Exercise details >>
Please return the lines of the listing below word for word, beginning at its start and stopping after the line that has "positive clicks: (300, 352)". Leave the pictures out of your answer.

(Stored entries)
• • • • •
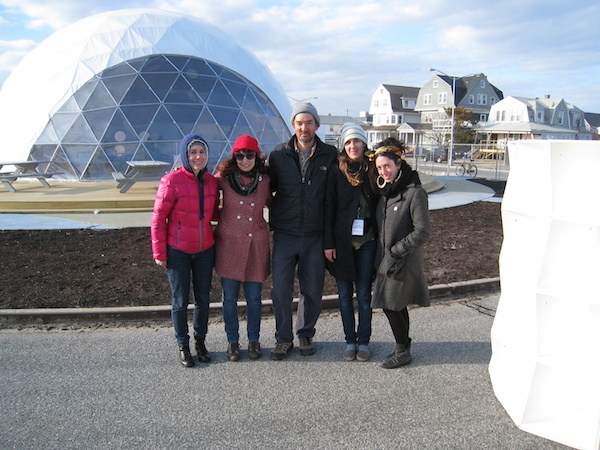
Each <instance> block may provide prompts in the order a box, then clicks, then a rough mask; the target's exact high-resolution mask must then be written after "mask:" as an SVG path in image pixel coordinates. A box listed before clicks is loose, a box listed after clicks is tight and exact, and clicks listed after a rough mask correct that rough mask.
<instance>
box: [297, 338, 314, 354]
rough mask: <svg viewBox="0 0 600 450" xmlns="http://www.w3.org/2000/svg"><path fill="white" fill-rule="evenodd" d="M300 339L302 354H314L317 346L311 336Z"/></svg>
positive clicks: (300, 352)
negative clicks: (312, 340)
mask: <svg viewBox="0 0 600 450" xmlns="http://www.w3.org/2000/svg"><path fill="white" fill-rule="evenodd" d="M299 339H300V354H301V355H302V356H308V355H312V354H313V353H314V352H315V346H314V345H313V343H312V339H311V338H299Z"/></svg>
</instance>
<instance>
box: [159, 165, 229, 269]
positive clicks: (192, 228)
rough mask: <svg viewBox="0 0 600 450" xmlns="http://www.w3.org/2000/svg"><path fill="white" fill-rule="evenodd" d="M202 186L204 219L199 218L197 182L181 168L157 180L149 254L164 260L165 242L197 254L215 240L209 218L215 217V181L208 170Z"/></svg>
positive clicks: (188, 251) (193, 176)
mask: <svg viewBox="0 0 600 450" xmlns="http://www.w3.org/2000/svg"><path fill="white" fill-rule="evenodd" d="M202 180H203V185H204V189H203V191H204V218H202V219H201V218H200V196H199V194H198V192H199V187H200V186H199V184H200V183H199V182H198V180H197V179H196V176H195V175H194V174H193V173H191V172H189V171H187V170H186V169H184V168H183V167H180V168H179V169H177V170H175V171H173V172H171V173H168V174H167V175H165V176H164V177H162V179H161V180H160V184H159V186H158V191H157V193H156V199H155V201H154V212H153V213H152V223H151V234H152V255H153V258H154V259H158V260H160V261H166V260H167V245H169V246H171V247H174V248H176V249H177V250H180V251H182V252H185V253H198V252H201V251H204V250H206V249H209V248H210V247H212V246H213V245H214V243H215V241H214V237H213V229H212V226H211V223H210V222H211V221H216V220H217V219H218V206H219V189H218V184H217V180H216V179H215V177H214V176H212V175H211V174H210V173H208V172H207V171H205V172H204V174H203V175H202Z"/></svg>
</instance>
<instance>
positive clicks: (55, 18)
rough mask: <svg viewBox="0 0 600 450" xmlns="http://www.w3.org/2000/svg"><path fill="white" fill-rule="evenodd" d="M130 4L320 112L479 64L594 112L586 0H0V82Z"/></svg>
mask: <svg viewBox="0 0 600 450" xmlns="http://www.w3.org/2000/svg"><path fill="white" fill-rule="evenodd" d="M492 3H494V4H492ZM140 7H153V8H161V9H166V10H170V11H176V12H181V13H184V14H190V15H193V16H195V17H198V18H199V19H202V20H204V21H206V22H209V23H211V24H213V25H215V26H217V27H219V28H221V29H222V30H223V31H224V32H226V33H227V34H229V35H230V36H231V37H232V38H233V39H235V40H236V41H237V42H238V43H239V44H240V45H242V46H243V47H244V48H246V49H247V50H249V51H251V52H252V53H254V54H255V55H256V56H257V57H258V58H259V59H260V60H261V61H262V62H263V63H264V64H265V65H267V66H268V67H269V69H270V70H271V72H273V75H274V76H275V78H276V79H277V80H278V81H279V83H280V84H281V86H282V87H283V89H284V90H285V91H286V93H287V94H288V95H289V96H291V97H293V98H296V99H305V98H312V97H317V99H312V100H311V101H312V102H313V103H314V104H315V106H316V107H317V109H318V110H319V113H320V114H328V113H330V114H349V115H353V116H356V115H358V113H359V112H360V111H366V110H368V108H369V102H370V99H371V95H372V94H373V92H374V91H375V89H376V88H377V86H378V85H379V84H380V83H386V84H396V85H405V86H416V87H421V86H422V85H424V84H425V83H426V82H427V81H428V80H429V79H430V78H431V76H432V73H430V72H429V68H430V67H435V68H437V69H440V70H442V71H444V72H445V73H447V74H449V75H455V76H463V75H469V74H473V73H484V74H485V75H486V76H487V77H488V80H489V82H490V83H492V84H494V85H495V86H496V87H498V88H499V89H500V90H502V91H503V92H504V95H505V96H509V95H513V96H519V97H530V98H534V97H543V96H544V95H547V94H548V95H551V96H552V97H562V98H564V99H565V100H566V101H567V102H570V103H572V104H574V105H575V106H577V107H579V108H581V109H582V110H584V111H586V112H594V113H599V112H600V45H599V43H600V27H599V26H598V25H597V22H598V20H599V18H600V3H599V2H597V0H584V1H578V2H572V3H571V2H564V1H556V0H520V1H516V0H503V1H499V2H481V1H471V0H457V1H455V2H448V1H442V0H401V1H398V0H362V1H356V0H280V1H276V0H269V1H267V0H220V1H218V2H215V1H214V0H166V1H154V0H146V1H128V0H121V1H114V0H105V1H103V2H97V1H96V0H94V1H90V0H56V1H54V2H47V0H0V84H1V83H3V82H4V80H5V79H6V78H7V77H8V76H9V75H10V73H11V71H12V70H13V69H14V67H16V65H17V64H18V63H19V61H20V60H21V59H22V58H23V56H25V55H26V54H27V53H28V52H29V51H30V50H31V49H33V48H34V47H35V46H36V45H37V44H39V43H40V42H42V41H43V40H44V39H45V38H47V37H48V36H50V35H51V34H52V33H53V32H54V31H56V30H59V29H61V28H63V27H65V26H67V25H69V24H71V23H73V22H76V21H78V20H80V19H82V18H84V17H87V16H89V15H92V14H97V13H101V12H105V11H110V10H115V9H121V8H140Z"/></svg>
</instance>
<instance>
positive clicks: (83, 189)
mask: <svg viewBox="0 0 600 450" xmlns="http://www.w3.org/2000/svg"><path fill="white" fill-rule="evenodd" d="M48 183H49V184H50V188H45V187H43V186H41V185H40V183H38V182H37V181H33V180H17V181H15V182H14V183H13V184H14V185H15V187H16V192H10V191H9V190H8V189H6V188H3V187H0V213H34V212H35V213H55V212H65V213H67V212H81V213H86V212H94V211H99V212H146V211H152V207H153V206H154V197H155V196H156V188H157V187H158V181H154V182H139V183H136V184H135V185H134V186H133V187H132V188H131V189H130V190H129V191H127V192H126V193H120V192H119V189H117V183H115V182H114V181H109V182H69V181H54V180H52V179H50V180H48Z"/></svg>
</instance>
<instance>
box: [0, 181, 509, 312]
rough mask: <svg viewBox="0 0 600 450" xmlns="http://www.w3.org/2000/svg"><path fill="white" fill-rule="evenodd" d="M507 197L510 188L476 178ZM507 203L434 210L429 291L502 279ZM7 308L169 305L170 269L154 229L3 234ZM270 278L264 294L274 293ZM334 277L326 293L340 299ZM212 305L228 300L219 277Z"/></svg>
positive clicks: (327, 277) (1, 307) (5, 290)
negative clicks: (272, 290)
mask: <svg viewBox="0 0 600 450" xmlns="http://www.w3.org/2000/svg"><path fill="white" fill-rule="evenodd" d="M474 181H476V182H479V183H482V184H486V185H488V186H489V187H491V188H493V189H494V190H495V192H496V196H498V197H501V196H502V195H503V193H504V185H505V183H504V182H499V181H488V180H474ZM500 206H501V204H500V203H495V202H476V203H472V204H469V205H465V206H457V207H453V208H445V209H440V210H434V211H431V221H432V228H433V236H432V239H431V240H430V241H429V242H428V243H427V244H426V245H425V248H424V251H425V270H426V273H427V280H428V283H429V285H430V286H433V285H436V284H443V283H451V282H459V281H468V280H475V279H480V278H490V277H497V276H498V257H499V254H500V247H501V245H502V220H501V215H500ZM0 251H1V252H2V255H3V258H0V309H19V308H77V307H81V308H84V307H85V308H87V307H107V306H150V305H168V304H170V291H169V285H168V283H167V279H166V276H165V273H164V270H163V269H161V268H160V267H158V266H156V265H155V264H154V261H153V260H152V253H151V249H150V229H149V228H125V229H118V230H87V229H86V230H39V231H37V230H34V231H32V230H14V231H13V230H8V231H0ZM270 281H271V280H270V278H269V279H268V280H267V281H266V282H265V285H264V288H263V296H264V297H265V298H268V296H269V295H270V290H271V289H270ZM336 293H337V290H336V286H335V280H334V279H333V278H332V277H331V276H330V275H329V274H328V275H327V277H326V283H325V292H324V294H336ZM211 297H212V299H213V301H219V300H220V297H221V288H220V280H219V277H218V276H214V277H213V289H212V293H211Z"/></svg>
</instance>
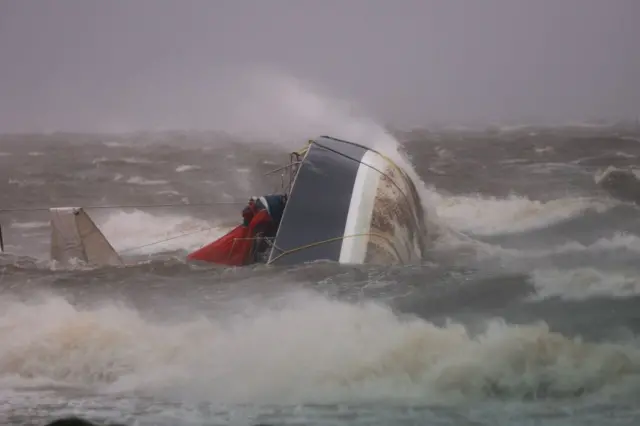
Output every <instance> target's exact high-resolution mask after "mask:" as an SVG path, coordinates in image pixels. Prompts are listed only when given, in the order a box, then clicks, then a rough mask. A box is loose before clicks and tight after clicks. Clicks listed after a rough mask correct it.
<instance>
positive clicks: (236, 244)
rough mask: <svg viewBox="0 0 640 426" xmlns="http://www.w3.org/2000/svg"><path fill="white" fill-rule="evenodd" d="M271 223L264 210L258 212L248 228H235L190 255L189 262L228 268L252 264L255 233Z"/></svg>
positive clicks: (240, 226)
mask: <svg viewBox="0 0 640 426" xmlns="http://www.w3.org/2000/svg"><path fill="white" fill-rule="evenodd" d="M270 223H271V218H270V217H269V214H268V213H267V212H266V210H262V211H260V212H258V213H257V214H256V215H255V216H253V219H252V220H251V223H249V226H243V225H240V226H237V227H236V228H234V229H233V230H231V231H230V232H229V233H227V234H226V235H224V236H223V237H220V238H218V239H217V240H216V241H214V242H212V243H211V244H208V245H206V246H204V247H202V248H201V249H199V250H196V251H194V252H193V253H190V254H189V255H188V256H187V259H189V260H201V261H205V262H211V263H217V264H220V265H228V266H243V265H248V264H250V263H253V261H252V257H253V256H252V255H253V247H254V242H255V240H254V237H255V235H256V232H260V231H262V228H264V227H265V225H269V224H270Z"/></svg>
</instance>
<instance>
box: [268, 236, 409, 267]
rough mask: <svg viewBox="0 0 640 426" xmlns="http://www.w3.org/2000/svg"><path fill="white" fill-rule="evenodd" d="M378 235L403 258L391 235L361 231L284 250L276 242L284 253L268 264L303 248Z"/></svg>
mask: <svg viewBox="0 0 640 426" xmlns="http://www.w3.org/2000/svg"><path fill="white" fill-rule="evenodd" d="M366 236H369V237H378V238H382V239H383V240H385V241H386V242H387V243H388V244H389V246H390V247H391V248H392V249H393V251H394V252H395V254H396V256H397V257H398V259H401V258H402V257H401V256H400V254H399V253H398V250H396V248H395V246H394V245H393V243H392V242H391V240H389V237H387V236H385V235H381V234H377V233H373V232H367V233H361V234H350V235H341V236H339V237H333V238H328V239H326V240H321V241H315V242H313V243H309V244H305V245H302V246H299V247H294V248H292V249H289V250H283V249H281V248H280V247H278V246H276V245H275V244H273V247H274V248H276V249H278V250H280V251H281V252H282V253H280V254H279V255H277V256H276V257H274V258H273V259H271V260H270V261H269V262H268V264H271V263H273V262H275V261H276V260H278V259H280V258H281V257H284V256H286V255H288V254H291V253H295V252H298V251H301V250H305V249H308V248H311V247H316V246H319V245H322V244H328V243H332V242H334V241H339V240H344V239H345V238H352V237H366Z"/></svg>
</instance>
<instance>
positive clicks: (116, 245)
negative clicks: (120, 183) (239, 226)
mask: <svg viewBox="0 0 640 426" xmlns="http://www.w3.org/2000/svg"><path fill="white" fill-rule="evenodd" d="M212 219H213V218H212ZM99 227H100V229H101V230H102V232H103V233H104V235H105V237H106V238H107V240H109V241H110V242H111V244H112V245H113V247H114V248H115V250H116V251H118V252H122V251H126V252H127V253H128V254H151V253H158V252H163V251H173V250H187V251H191V250H194V249H197V248H199V247H201V246H203V245H204V244H208V243H210V242H212V241H214V240H215V239H217V238H218V237H220V236H222V235H223V234H224V232H225V231H226V229H225V228H219V227H217V226H216V225H215V223H214V222H207V221H203V220H199V219H194V218H191V217H188V216H156V215H152V214H149V213H146V212H142V211H138V210H136V211H134V212H131V213H128V212H118V213H114V214H111V215H110V216H108V217H107V219H106V220H104V221H102V223H99ZM152 243H157V244H152ZM149 244H152V245H149ZM143 246H145V247H143Z"/></svg>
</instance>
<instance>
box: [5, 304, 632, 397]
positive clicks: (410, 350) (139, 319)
mask: <svg viewBox="0 0 640 426" xmlns="http://www.w3.org/2000/svg"><path fill="white" fill-rule="evenodd" d="M286 302H287V303H285V305H284V307H283V308H281V309H272V308H269V307H265V306H264V305H263V306H254V307H252V308H251V309H250V311H249V312H246V313H245V312H243V314H244V315H242V316H241V315H238V316H236V317H233V318H226V319H219V320H213V319H207V318H204V317H201V318H196V319H193V320H190V321H186V322H185V321H182V322H174V323H171V322H169V321H168V320H167V322H164V323H160V322H157V321H151V320H148V319H145V318H143V317H142V316H141V314H140V313H139V312H137V311H135V310H132V309H130V308H127V307H123V306H118V305H115V304H105V305H103V306H101V307H96V308H92V309H87V310H82V309H79V308H77V307H75V306H73V305H71V304H70V303H69V302H67V301H66V300H64V299H62V298H60V297H55V296H48V297H44V298H42V299H40V300H39V301H32V302H30V303H29V304H25V303H21V302H15V301H14V302H9V301H6V300H5V301H3V302H2V304H3V309H2V310H1V313H0V339H2V341H3V342H5V344H3V345H2V348H0V384H1V383H3V382H4V383H6V384H7V385H8V384H11V385H12V386H15V385H16V381H20V382H21V384H22V385H23V386H24V385H29V384H30V383H34V384H38V385H41V384H42V383H47V382H50V383H58V384H64V385H71V386H82V387H85V386H89V387H94V388H96V389H97V390H100V391H104V392H131V391H135V392H143V393H150V394H158V393H171V392H175V393H179V394H180V396H181V397H184V398H195V399H207V400H217V401H218V402H242V401H251V402H259V401H262V402H274V403H302V402H307V403H311V402H319V403H329V402H341V403H344V402H363V401H370V402H371V401H377V400H380V399H385V400H387V401H398V402H405V401H407V402H418V403H436V404H437V403H442V404H453V403H456V402H461V401H468V400H470V399H486V398H493V397H500V398H508V399H522V398H561V397H575V396H577V395H583V394H592V393H596V394H597V393H606V392H610V391H614V392H617V393H619V394H622V395H627V396H629V397H631V396H632V395H633V392H634V391H633V390H632V389H633V388H635V389H637V388H638V385H640V378H639V377H640V376H638V373H640V351H639V350H638V349H637V348H635V347H632V346H626V345H620V344H596V343H586V342H583V341H581V340H579V339H570V338H567V337H564V336H563V335H561V334H558V333H554V332H551V331H550V330H549V328H548V327H547V326H546V325H545V324H536V325H528V326H515V325H509V324H506V323H505V322H503V321H501V320H495V321H491V322H489V323H488V324H487V327H486V330H485V331H484V332H482V333H480V334H478V335H471V334H470V333H469V331H468V330H466V329H465V327H464V326H462V325H459V324H448V325H446V326H444V327H438V326H435V325H434V324H431V323H429V322H427V321H424V320H421V319H418V318H400V317H398V316H397V315H395V314H394V313H393V312H392V311H391V310H389V309H388V308H386V307H383V306H380V305H377V304H373V303H364V304H359V305H353V304H347V303H341V302H336V301H331V300H328V299H325V298H323V297H320V296H318V295H315V294H298V295H289V297H288V298H287V301H286Z"/></svg>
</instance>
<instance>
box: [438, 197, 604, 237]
mask: <svg viewBox="0 0 640 426" xmlns="http://www.w3.org/2000/svg"><path fill="white" fill-rule="evenodd" d="M432 199H434V200H435V203H436V205H435V210H436V212H437V214H438V218H439V219H441V220H442V221H444V222H445V223H446V224H447V225H449V226H452V227H454V228H455V229H457V230H458V231H461V232H469V233H471V234H474V235H485V236H488V235H496V234H509V233H518V232H524V231H530V230H534V229H540V228H545V227H547V226H549V225H553V224H555V223H559V222H562V221H565V220H568V219H572V218H574V217H576V216H579V215H581V214H584V213H585V212H587V211H590V210H591V211H595V212H598V213H602V212H605V211H606V210H608V209H610V208H612V207H614V206H615V205H616V203H615V202H612V201H609V202H604V201H600V200H596V199H591V198H578V197H576V198H564V199H557V200H551V201H546V202H544V201H537V200H530V199H528V198H526V197H522V196H517V195H510V196H509V197H506V198H497V197H482V196H450V197H447V196H440V195H436V196H432Z"/></svg>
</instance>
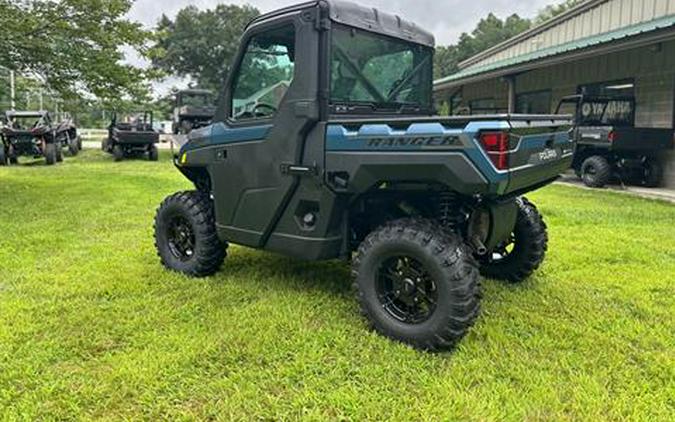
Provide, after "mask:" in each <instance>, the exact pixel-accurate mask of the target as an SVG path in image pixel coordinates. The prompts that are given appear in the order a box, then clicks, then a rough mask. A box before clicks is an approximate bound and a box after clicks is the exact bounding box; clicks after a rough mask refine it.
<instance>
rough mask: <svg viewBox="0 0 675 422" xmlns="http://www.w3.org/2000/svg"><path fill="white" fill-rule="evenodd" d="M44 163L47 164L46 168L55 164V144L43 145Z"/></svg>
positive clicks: (55, 162)
mask: <svg viewBox="0 0 675 422" xmlns="http://www.w3.org/2000/svg"><path fill="white" fill-rule="evenodd" d="M44 155H45V161H46V162H47V165H48V166H51V165H53V164H54V163H56V144H54V143H50V144H46V145H45V151H44Z"/></svg>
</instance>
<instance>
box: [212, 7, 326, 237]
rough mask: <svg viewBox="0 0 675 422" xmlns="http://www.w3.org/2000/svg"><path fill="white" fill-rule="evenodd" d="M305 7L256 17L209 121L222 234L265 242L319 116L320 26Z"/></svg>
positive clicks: (278, 211)
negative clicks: (269, 17) (213, 157)
mask: <svg viewBox="0 0 675 422" xmlns="http://www.w3.org/2000/svg"><path fill="white" fill-rule="evenodd" d="M312 16H313V14H311V13H309V14H308V13H307V11H304V12H303V11H297V12H293V13H289V14H288V15H287V16H284V17H279V18H275V19H274V21H273V22H269V23H264V24H257V25H256V24H254V25H253V26H252V27H250V28H249V30H248V31H247V34H246V36H245V38H244V40H243V44H242V50H241V51H240V53H239V56H238V60H237V62H236V63H237V64H236V66H235V68H234V71H233V73H232V76H231V77H230V80H229V81H228V85H227V90H226V93H225V108H224V112H225V113H224V114H225V116H224V118H221V119H220V122H217V123H215V124H214V125H213V127H212V129H211V130H212V133H211V142H212V143H213V144H214V146H215V148H214V162H213V164H212V165H211V168H210V169H209V170H210V171H209V173H210V174H211V185H212V191H213V193H214V198H215V210H216V226H217V228H218V232H219V235H220V236H221V238H225V239H228V240H230V241H232V242H234V243H238V244H243V245H249V246H253V247H263V246H264V244H265V242H266V240H267V238H268V237H269V235H270V233H271V232H272V230H273V229H274V227H275V225H276V223H277V221H278V220H279V218H280V217H281V215H282V214H283V212H284V209H285V208H286V206H287V203H288V201H289V200H290V198H291V196H292V194H293V191H294V190H295V188H296V186H297V176H296V175H294V174H291V173H289V172H288V168H289V166H292V165H294V164H295V163H299V162H301V160H302V153H303V146H304V141H305V137H306V135H307V133H308V132H309V131H310V130H311V128H312V127H313V126H314V125H315V124H316V122H317V119H318V111H317V110H318V106H317V101H316V98H317V89H318V72H317V70H318V61H317V58H318V44H319V43H318V39H319V38H318V30H317V28H316V25H315V24H314V22H313V20H312V19H309V18H311V17H312Z"/></svg>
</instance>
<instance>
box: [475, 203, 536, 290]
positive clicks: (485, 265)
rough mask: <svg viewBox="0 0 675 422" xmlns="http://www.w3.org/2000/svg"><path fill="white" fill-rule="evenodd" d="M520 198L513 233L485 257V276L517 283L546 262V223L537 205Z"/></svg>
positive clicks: (483, 268)
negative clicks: (539, 266)
mask: <svg viewBox="0 0 675 422" xmlns="http://www.w3.org/2000/svg"><path fill="white" fill-rule="evenodd" d="M517 201H518V216H517V217H516V226H515V228H514V229H513V233H511V235H510V236H509V238H508V239H507V240H506V241H504V242H501V243H500V244H499V245H497V247H496V248H495V249H494V250H493V251H491V252H489V253H488V254H487V255H486V256H485V257H484V258H482V262H481V264H482V265H481V272H482V273H483V275H484V276H485V277H488V278H493V279H496V280H505V281H509V282H511V283H518V282H521V281H523V280H525V279H526V278H527V277H529V276H530V275H532V273H533V272H534V271H535V270H536V269H537V268H539V266H540V265H541V263H542V262H544V258H545V256H546V250H547V249H548V233H547V229H546V223H544V219H543V218H542V216H541V214H539V211H538V210H537V208H536V207H535V206H534V204H532V203H531V202H530V201H528V200H527V199H526V198H519V199H518V200H517Z"/></svg>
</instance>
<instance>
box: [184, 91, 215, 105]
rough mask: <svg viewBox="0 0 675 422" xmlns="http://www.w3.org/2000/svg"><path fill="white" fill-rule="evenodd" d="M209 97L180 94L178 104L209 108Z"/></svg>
mask: <svg viewBox="0 0 675 422" xmlns="http://www.w3.org/2000/svg"><path fill="white" fill-rule="evenodd" d="M212 103H213V101H211V95H209V94H182V95H181V96H180V101H179V104H180V105H181V106H188V107H211V105H212Z"/></svg>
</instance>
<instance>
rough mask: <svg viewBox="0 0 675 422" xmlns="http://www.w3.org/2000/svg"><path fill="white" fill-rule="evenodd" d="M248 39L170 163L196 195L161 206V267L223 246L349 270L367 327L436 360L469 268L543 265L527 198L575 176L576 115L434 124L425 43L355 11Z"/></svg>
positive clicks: (452, 337) (451, 336)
• • • • •
Solution for this exercise >>
Each <instance> block may provide prompts in the order a box, then clicks, then a rough mask; the target's exact high-resolution mask must then be written after "mask:" as an SVG path in image pixel coordinates. A box listed before clicks is loose, a box listed after clicks is tight and exact, and clicks listed after a rough mask correct that rough mask.
<instance>
box: [297, 338, 314, 354]
rough mask: <svg viewBox="0 0 600 450" xmlns="http://www.w3.org/2000/svg"><path fill="white" fill-rule="evenodd" d="M300 339L302 354H314L317 346L311 336Z"/></svg>
positive clicks: (300, 352)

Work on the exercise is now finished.